* _WHAT YOU WILL DO_
Verbatim copy without pictures. Please print every entry as it stands.

Segment Open

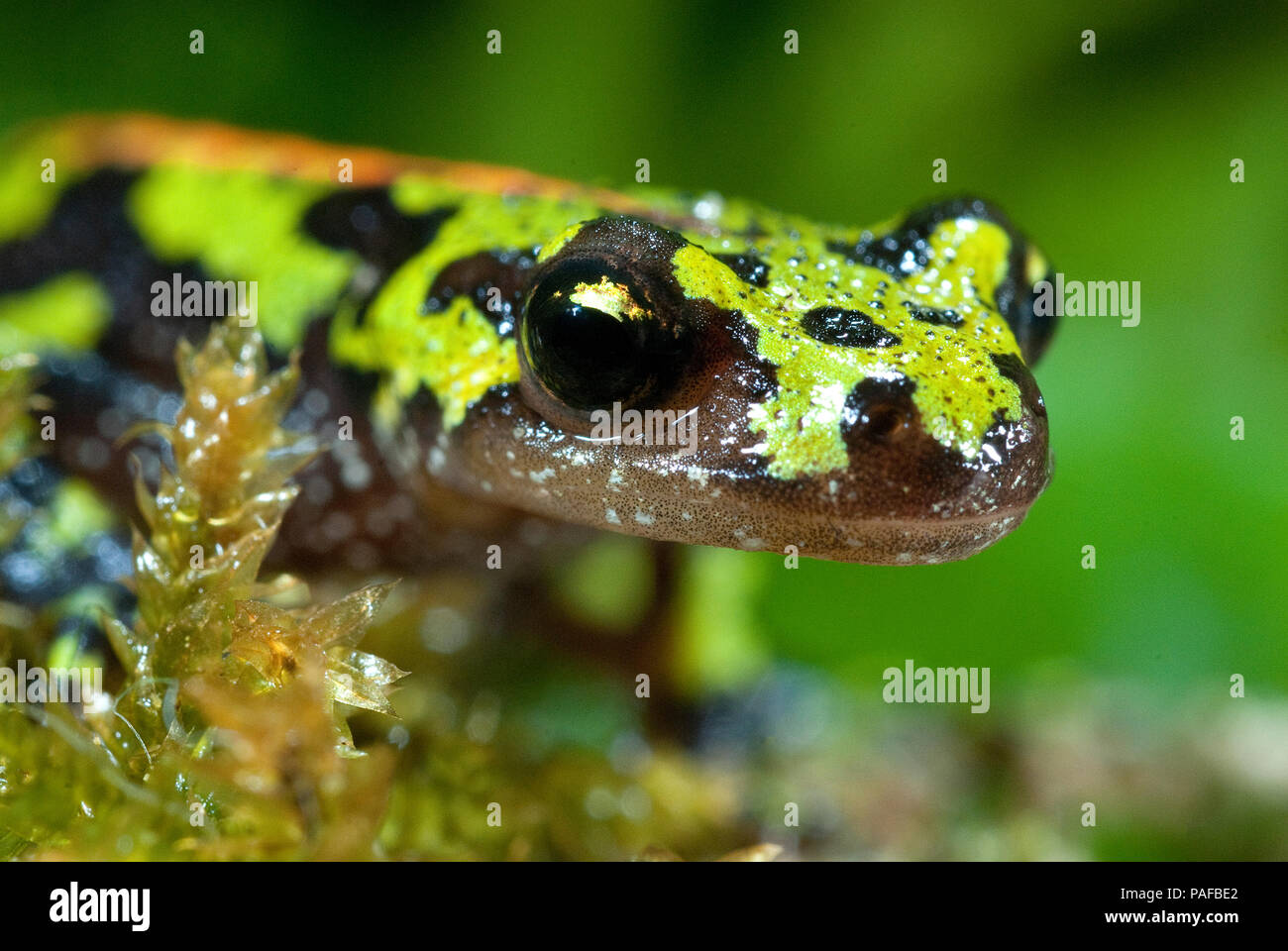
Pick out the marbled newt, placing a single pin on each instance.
(861, 393)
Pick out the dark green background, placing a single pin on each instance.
(1117, 163)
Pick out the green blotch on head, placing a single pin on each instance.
(245, 226)
(958, 386)
(64, 313)
(456, 352)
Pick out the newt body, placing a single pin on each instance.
(859, 393)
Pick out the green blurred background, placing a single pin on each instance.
(1117, 163)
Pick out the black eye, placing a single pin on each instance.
(591, 341)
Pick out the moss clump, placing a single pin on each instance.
(227, 739)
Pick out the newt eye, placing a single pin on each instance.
(590, 339)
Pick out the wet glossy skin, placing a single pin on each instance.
(857, 393)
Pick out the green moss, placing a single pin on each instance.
(65, 313)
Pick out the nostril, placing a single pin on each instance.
(883, 420)
(880, 410)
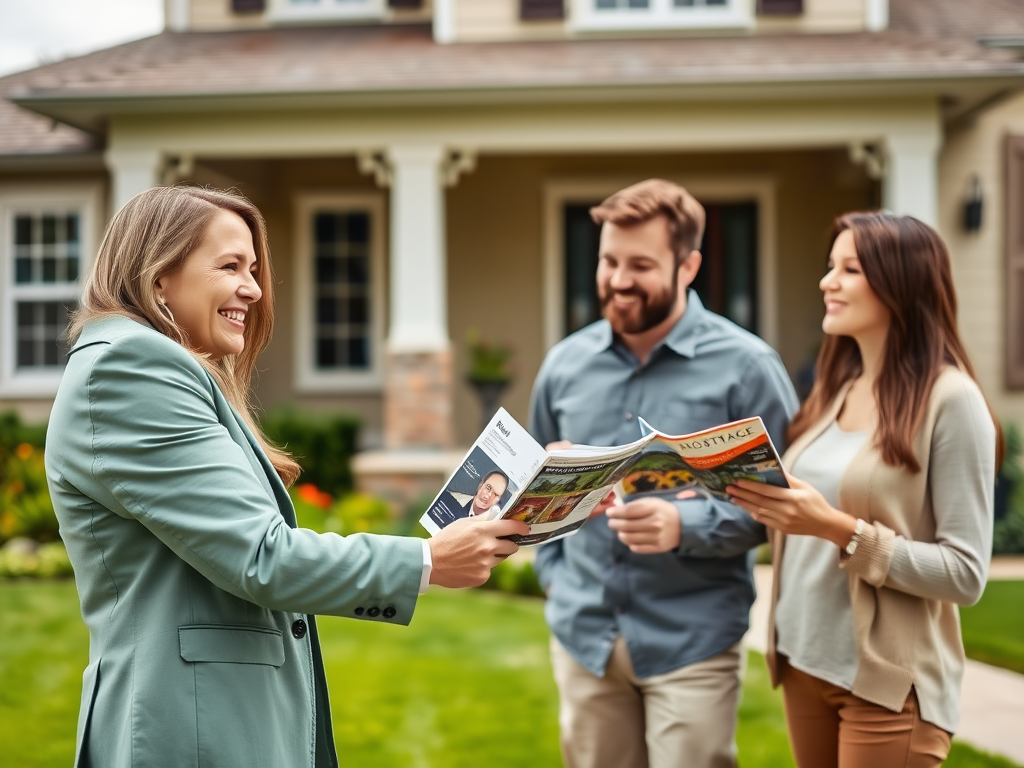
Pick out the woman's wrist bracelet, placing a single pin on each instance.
(857, 538)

Segment Closed

* _RESPONSE AREA_
Pick out the marbled newt, placing a single pin on each instance.
(861, 393)
Pick out the dark green background, placing a single pin on each instance.
(1117, 163)
Pick out the green blotch on head, placing a single pin on each instance.
(245, 226)
(958, 386)
(64, 313)
(456, 352)
Pick out the newt body, placing a single pin on each instance.
(859, 393)
Pick out the green blurred background, placing a single pin on each instance.
(1117, 163)
Pick out the black eye, placing a single pin on each instance.
(591, 341)
Pick out the moss clump, placing a single pin on each instance.
(227, 739)
Pick out the newt eye, placing a single pin on each instance.
(590, 339)
Pick out the wet glossy skin, placing a single pin on each instance.
(857, 393)
Pick out the green moss, placing a single pin on each instance.
(65, 313)
Pick out the nostril, placing a single pin on each instance.
(883, 420)
(880, 410)
Pick out the woman's wrist bracelet, placing a single pin on each instance.
(857, 538)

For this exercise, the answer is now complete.